En el primer
artículo sobre este tema, mencionamos cómo el expansionismo del Imperio Mexica tenía en su
agenda la conquista a las naciones soberanas vecinas que resistían sus
pretensiones hegemónicas.
Revisamos
también la diferente lectura que los tlaxcaltecas hicieron de los “prodigios”
que antecedieron la llegada de los españoles, a los cuales combatieron
fieramente hasta que se convencieron de que Cortés y sus tercios eran aquellos
hombres a quienes sus dioses habían anunciado. Según estos oráculos, los
españoles llegaban para establecer un orden mayor. Los tlaxcaltecas entrarían
en él en pie de igualdad, se darían mutuamente en matrimonio, engendrarían una
nueva raza y acabarían con el odioso dominio de México Tenochtitlan.
Es verdaderamente
notable que —para bien o para mal— existan pueblos capaces de convertir sus
creencias en realidades. Sin querer entrar en una discusión providencialista,
sino más bien desde el ámbito del estudio de las mentalidades, diremos que los
tlaxcaltecas, al igual que los mexica, se tenían a sí mismos por pueblos
escogidos. Pero mientras que los oráculos mexica anunciaban la inminente caída
del Imperio, los presagios tlaxcaltecas anunciaban la supervivencia de su
nación al incorporarse a un orden político más amplio. Este nuevo orden
implicaba asimismo la creación de lazos de consanguinidad con aquellos que habrían
de llegar, mezclando las virtudes de ambos pueblos en uno solo. Un dato
importante que no debe pasar desapercibido es que los tlaxcaltecas creían que
dicha alianza sería fundamental para cambiar la balanza del poder militar que
prevalecía en 1519 en lo que ahora es el centro de México.

## TAREAS DEL EJERCICIO
1. Responde, con base en el texto sobre los tlaxcaltecas:
(a) ¿Qué anunciaban los oráculos mexica?
(b) ¿Hasta cuándo combatieron los tlaxcaltecas a los españoles?
(c) ¿En qué año prevalecía la balanza del poder militar que la alianza debía cambiar?
2. Según el texto sobre los tlaxcaltecas, ¿por qué dejaron estos de combatir a los españoles? Explícalo en una a tres oraciones.
Los registros son material aparte y no guardan relación con el texto.

## MATERIAL PROPORCIONADO
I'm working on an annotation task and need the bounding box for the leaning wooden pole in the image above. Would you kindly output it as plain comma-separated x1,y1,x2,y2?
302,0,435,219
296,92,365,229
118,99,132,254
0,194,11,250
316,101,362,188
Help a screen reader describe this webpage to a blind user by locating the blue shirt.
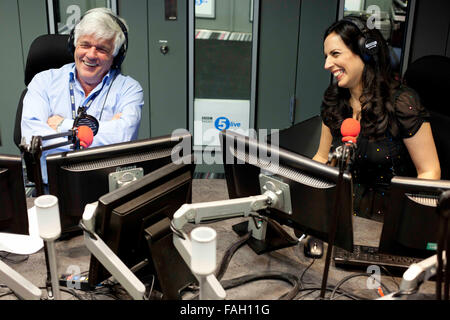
[21,63,144,183]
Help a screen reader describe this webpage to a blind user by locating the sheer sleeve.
[395,88,430,138]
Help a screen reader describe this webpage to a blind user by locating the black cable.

## RESPUESTAS POR TAREA
1.
(a) La inminente caída del Imperio.
(b) Hasta que se convencieron de que Cortés y sus tercios eran los hombres que sus dioses habían anunciado.
(c) En 1519.

2. Dejaron de combatirlos cuando se convencieron de que Cortés y sus tercios eran los hombres anunciados por sus dioses. Según esos oráculos, los españoles llegaban para establecer un orden mayor. En ese orden, los tlaxcaltecas entrarían en pie de igualdad y acabarían con el dominio de México Tenochtitlan.